# Exercise prompt:
Give every line of the items below as a JSON list of strings, one string per line, with blank lines left out.

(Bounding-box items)
[start]

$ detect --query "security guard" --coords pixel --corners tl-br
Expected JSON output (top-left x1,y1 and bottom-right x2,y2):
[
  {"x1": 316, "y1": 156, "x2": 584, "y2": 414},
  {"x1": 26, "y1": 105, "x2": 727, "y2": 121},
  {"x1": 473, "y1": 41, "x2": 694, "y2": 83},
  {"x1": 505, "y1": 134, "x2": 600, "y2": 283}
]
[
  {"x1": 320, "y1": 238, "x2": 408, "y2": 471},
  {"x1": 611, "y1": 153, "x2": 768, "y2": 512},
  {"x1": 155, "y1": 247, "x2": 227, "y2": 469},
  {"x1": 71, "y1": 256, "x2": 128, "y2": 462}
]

[end]

# Correct response:
[
  "$ detect --query \"security guard\" --coords pixel --corners tl-br",
  "Expected JSON output (top-left x1,y1 and bottom-right x2,y2):",
  "[",
  "  {\"x1\": 316, \"y1\": 156, \"x2\": 584, \"y2\": 414},",
  "  {\"x1\": 26, \"y1\": 105, \"x2\": 727, \"y2\": 121},",
  "  {\"x1\": 473, \"y1\": 41, \"x2\": 694, \"y2\": 83},",
  "  {\"x1\": 505, \"y1\": 134, \"x2\": 600, \"y2\": 283}",
  "]",
  "[",
  "  {\"x1\": 320, \"y1\": 238, \"x2\": 408, \"y2\": 471},",
  "  {\"x1\": 611, \"y1\": 153, \"x2\": 768, \"y2\": 512},",
  "  {\"x1\": 155, \"y1\": 247, \"x2\": 227, \"y2\": 469},",
  "  {\"x1\": 71, \"y1\": 256, \"x2\": 128, \"y2\": 462}",
  "]"
]